> [PROBLEM STATEMENT]: In the data that follows, count the lines in which the word "instance" occurs, and report that figure alone.

> [DATA RECORDS]:
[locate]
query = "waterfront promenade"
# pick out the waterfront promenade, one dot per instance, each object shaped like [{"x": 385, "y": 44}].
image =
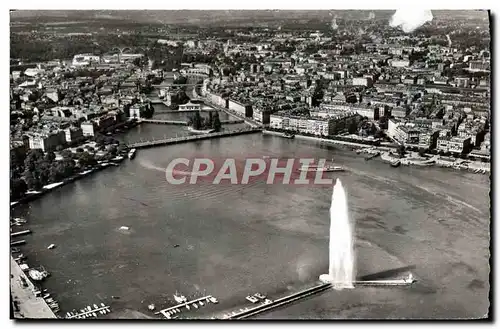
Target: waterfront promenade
[{"x": 30, "y": 307}]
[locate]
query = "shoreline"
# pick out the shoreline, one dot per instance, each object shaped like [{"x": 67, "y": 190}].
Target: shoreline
[
  {"x": 434, "y": 161},
  {"x": 51, "y": 187},
  {"x": 30, "y": 306}
]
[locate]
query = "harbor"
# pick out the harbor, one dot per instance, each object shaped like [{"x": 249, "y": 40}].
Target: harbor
[
  {"x": 28, "y": 304},
  {"x": 134, "y": 180}
]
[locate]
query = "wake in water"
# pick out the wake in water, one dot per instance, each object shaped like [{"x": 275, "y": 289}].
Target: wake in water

> [ANSWER TO THIS EXERCISE]: 4